Problem to solve =
From the line containing "sample | <point>1370,215</point>" to the last line of the data, both included, transcribe each line exactly, leaving out pictures and adding nothing.

(Beginning of Input data)

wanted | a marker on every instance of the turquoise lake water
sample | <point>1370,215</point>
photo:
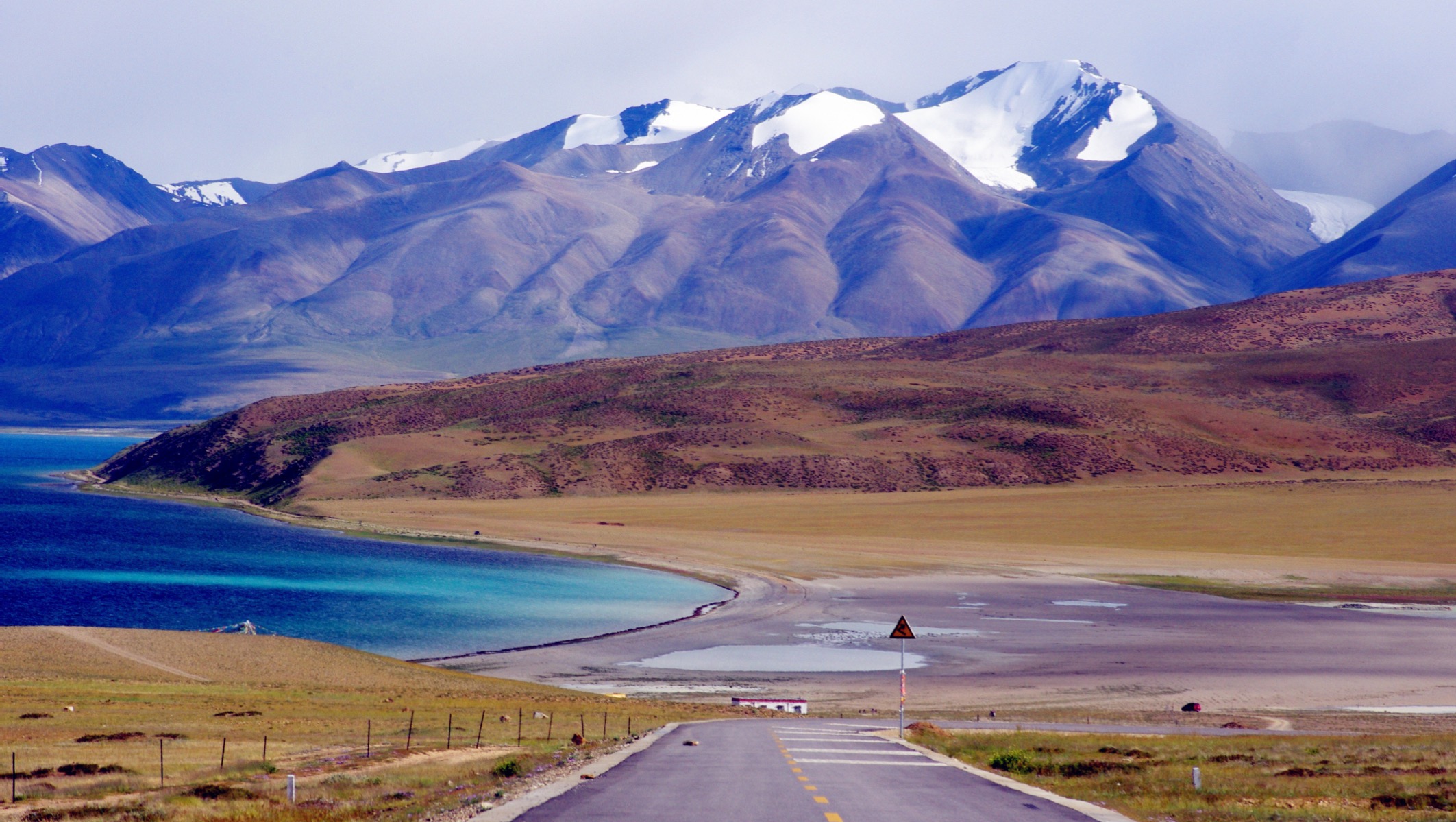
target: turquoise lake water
<point>80,559</point>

(End of Input data)

Task output =
sample | <point>1370,215</point>
photo:
target: turquoise lake water
<point>80,559</point>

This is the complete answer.